◆ Work to complete: Could you edit the stretch of the Myles Rice profile from "Career highlights" through "player (born 2002)" so that "Career highlights" becomes "Career honors", and give that stretch in full?

START Document section

Personal information
- Born: December 27, 2002 (age 23)
- Listed height: 6 ft 3 in (1.91 m)
- Listed weight: 180 lb (82 kg)

Career information
- High school: Sandy Creek (Tyrone, Georgia);
- College: Washington State (2023–2024); Indiana (2024–2025); Maryland (2025–2026);
- Position: Point guard

Career highlights
- First-team All-Pac-12 (2024); Pac-12 Freshman of the Year (2024); Pac-12 All-Freshman Team (2024);

= Myles Rice =

American basketball player (born 2002)

Myles Rice (born December 27, 2002) is an American college basketball player. Rice previously played for the Indiana Hoosiers, the Maryland Terrapins, and the Washington State Cougars.

==Early life and high school==
Coming out of high school, Rice was rated as a three-star recruit and committed to play college basketball for the Washington State Cougars.

==College career==
=== Washington State ===
As a freshman in 2021-22, Rice took a redshirt. He missed the entire 2022-23 season after he was diagnosed with Hodgkin lymphoma. On November 6, 2023, Rice made his collegiate debut, putting up 13 points, four rebounds, and three assist in 29 minutes in a win over Idaho. On November 27, he dropped 28 points in a win over Eastern Washington. On January 18, 2024, Rice scored a career-high 35 points in a win over Stanford. On February 10, he tallied 21 points and a career-high nine rebounds in a win over Oregon. Rice finished the 2023-24 season averaging 14.8 points, 3.8 assists and 3.1 rebounds, and 1.6 steals per game, earning Pac-12 Freshman of the Year honors. After the season, he entered his name into the NCAA transfer portal.

=== Indiana ===
Rice transferred to play for the Indiana Hoosiers. On November 16, 2024, he totaled 23 points in a win over South Carolina.

END Document section
START Given records

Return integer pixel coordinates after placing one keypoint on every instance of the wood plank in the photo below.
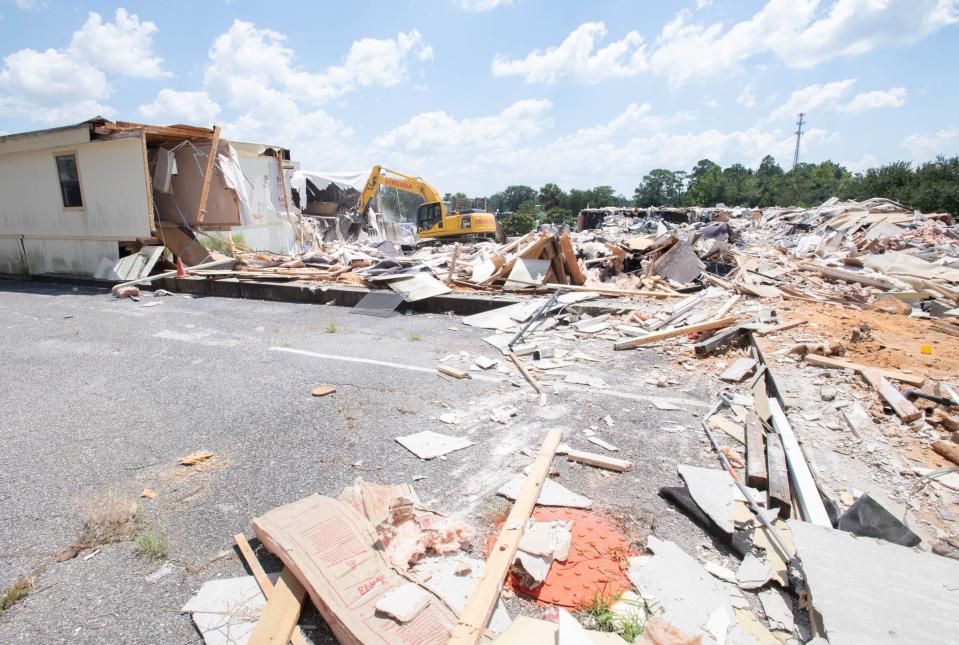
(208, 176)
(614, 292)
(800, 477)
(600, 461)
(783, 326)
(569, 257)
(679, 331)
(738, 370)
(278, 620)
(262, 579)
(482, 599)
(525, 372)
(756, 473)
(838, 363)
(452, 371)
(902, 406)
(777, 475)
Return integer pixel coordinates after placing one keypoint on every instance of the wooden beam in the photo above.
(278, 620)
(847, 276)
(614, 292)
(600, 461)
(756, 473)
(525, 372)
(803, 485)
(777, 475)
(208, 176)
(482, 599)
(902, 406)
(262, 579)
(679, 331)
(838, 363)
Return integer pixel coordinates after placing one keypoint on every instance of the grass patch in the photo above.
(152, 545)
(628, 624)
(15, 593)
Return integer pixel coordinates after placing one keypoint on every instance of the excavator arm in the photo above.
(398, 180)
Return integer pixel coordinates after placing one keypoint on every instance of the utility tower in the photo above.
(799, 125)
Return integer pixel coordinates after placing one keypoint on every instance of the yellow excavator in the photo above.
(435, 218)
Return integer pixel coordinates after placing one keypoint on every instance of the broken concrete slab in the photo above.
(691, 599)
(225, 611)
(552, 494)
(869, 591)
(429, 444)
(777, 605)
(752, 573)
(404, 602)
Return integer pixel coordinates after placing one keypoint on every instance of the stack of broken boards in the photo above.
(329, 547)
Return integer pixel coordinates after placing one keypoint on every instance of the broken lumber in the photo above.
(738, 370)
(452, 371)
(613, 292)
(800, 476)
(847, 276)
(778, 475)
(678, 331)
(838, 363)
(525, 372)
(947, 449)
(278, 620)
(755, 453)
(600, 461)
(483, 597)
(262, 579)
(902, 406)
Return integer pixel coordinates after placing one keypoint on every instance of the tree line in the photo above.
(931, 187)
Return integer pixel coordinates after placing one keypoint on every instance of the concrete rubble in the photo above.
(829, 338)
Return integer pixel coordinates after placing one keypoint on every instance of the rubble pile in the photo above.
(828, 335)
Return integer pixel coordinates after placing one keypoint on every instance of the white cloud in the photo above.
(51, 87)
(173, 106)
(482, 5)
(893, 97)
(924, 147)
(618, 152)
(800, 33)
(124, 46)
(249, 67)
(811, 97)
(432, 131)
(578, 59)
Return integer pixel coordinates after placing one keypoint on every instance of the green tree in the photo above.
(552, 196)
(659, 188)
(511, 197)
(560, 216)
(523, 220)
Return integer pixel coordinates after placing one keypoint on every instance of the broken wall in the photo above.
(58, 240)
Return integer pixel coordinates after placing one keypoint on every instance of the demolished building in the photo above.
(80, 197)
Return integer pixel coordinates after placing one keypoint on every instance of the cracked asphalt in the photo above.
(102, 397)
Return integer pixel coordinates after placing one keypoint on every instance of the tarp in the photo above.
(342, 180)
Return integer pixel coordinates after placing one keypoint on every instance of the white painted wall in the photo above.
(115, 204)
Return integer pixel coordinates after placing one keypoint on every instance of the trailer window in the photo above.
(69, 176)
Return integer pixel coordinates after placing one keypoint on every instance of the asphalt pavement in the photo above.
(103, 397)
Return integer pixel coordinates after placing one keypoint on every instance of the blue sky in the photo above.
(477, 94)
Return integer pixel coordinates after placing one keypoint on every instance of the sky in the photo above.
(475, 95)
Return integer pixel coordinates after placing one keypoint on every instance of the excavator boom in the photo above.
(435, 219)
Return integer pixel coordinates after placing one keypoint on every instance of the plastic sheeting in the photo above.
(342, 180)
(237, 181)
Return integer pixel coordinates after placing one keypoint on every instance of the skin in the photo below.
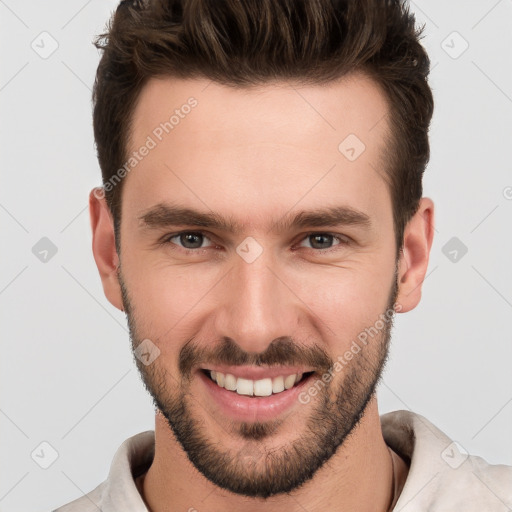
(257, 155)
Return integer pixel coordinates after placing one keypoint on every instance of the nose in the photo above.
(257, 304)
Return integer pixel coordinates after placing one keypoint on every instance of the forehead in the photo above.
(223, 147)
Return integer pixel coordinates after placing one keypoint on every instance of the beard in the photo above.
(254, 471)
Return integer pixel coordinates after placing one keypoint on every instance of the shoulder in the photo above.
(442, 475)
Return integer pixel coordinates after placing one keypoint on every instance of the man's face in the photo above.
(272, 295)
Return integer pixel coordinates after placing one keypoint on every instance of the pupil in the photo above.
(317, 237)
(189, 237)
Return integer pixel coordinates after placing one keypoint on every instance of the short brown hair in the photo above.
(252, 42)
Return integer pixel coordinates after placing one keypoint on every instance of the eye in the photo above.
(323, 241)
(189, 240)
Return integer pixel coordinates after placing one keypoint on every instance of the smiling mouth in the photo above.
(256, 388)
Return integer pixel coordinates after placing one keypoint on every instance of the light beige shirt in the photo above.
(442, 477)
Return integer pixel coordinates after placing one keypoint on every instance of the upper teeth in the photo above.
(263, 387)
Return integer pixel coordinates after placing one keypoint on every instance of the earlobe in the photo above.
(413, 261)
(104, 247)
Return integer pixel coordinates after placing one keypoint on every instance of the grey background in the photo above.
(67, 375)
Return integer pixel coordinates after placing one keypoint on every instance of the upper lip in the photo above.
(257, 372)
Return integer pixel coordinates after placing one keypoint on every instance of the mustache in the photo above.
(282, 351)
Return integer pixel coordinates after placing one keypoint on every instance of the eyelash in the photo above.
(342, 239)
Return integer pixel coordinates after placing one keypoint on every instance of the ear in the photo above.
(104, 247)
(413, 261)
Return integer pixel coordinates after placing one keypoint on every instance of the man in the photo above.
(261, 221)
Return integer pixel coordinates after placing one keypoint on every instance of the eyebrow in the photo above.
(166, 215)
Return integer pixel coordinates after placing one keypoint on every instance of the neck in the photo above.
(358, 477)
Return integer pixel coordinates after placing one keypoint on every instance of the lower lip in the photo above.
(251, 408)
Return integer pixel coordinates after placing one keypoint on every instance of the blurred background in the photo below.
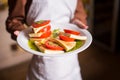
(101, 61)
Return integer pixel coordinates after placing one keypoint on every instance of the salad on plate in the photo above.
(44, 39)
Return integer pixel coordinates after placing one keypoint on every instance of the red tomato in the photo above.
(45, 34)
(41, 23)
(52, 45)
(71, 31)
(66, 38)
(45, 29)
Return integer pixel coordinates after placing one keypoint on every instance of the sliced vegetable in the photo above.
(45, 34)
(71, 31)
(45, 29)
(66, 38)
(52, 45)
(40, 23)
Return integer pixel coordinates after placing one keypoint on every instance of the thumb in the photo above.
(16, 33)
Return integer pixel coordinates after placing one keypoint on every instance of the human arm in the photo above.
(80, 16)
(16, 16)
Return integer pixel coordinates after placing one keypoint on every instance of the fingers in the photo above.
(16, 33)
(80, 24)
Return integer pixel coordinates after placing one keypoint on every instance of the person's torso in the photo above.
(54, 10)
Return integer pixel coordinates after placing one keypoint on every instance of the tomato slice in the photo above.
(45, 29)
(52, 45)
(45, 34)
(40, 23)
(65, 38)
(71, 31)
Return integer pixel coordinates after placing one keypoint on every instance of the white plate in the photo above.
(23, 38)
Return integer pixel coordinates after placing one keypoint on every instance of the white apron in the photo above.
(60, 67)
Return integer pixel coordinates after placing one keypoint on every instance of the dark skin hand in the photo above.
(14, 27)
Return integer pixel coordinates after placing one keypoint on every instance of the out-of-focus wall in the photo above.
(3, 4)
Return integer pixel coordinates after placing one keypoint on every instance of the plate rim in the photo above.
(77, 51)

END Given records

◆ Answer box:
Career honors
- First-team All-Pac-12 (2024); Pac-12 Freshman of the Year (2024); Pac-12 All-Freshman Team (2024);

= Myles Rice =

American basketball player (born 2002)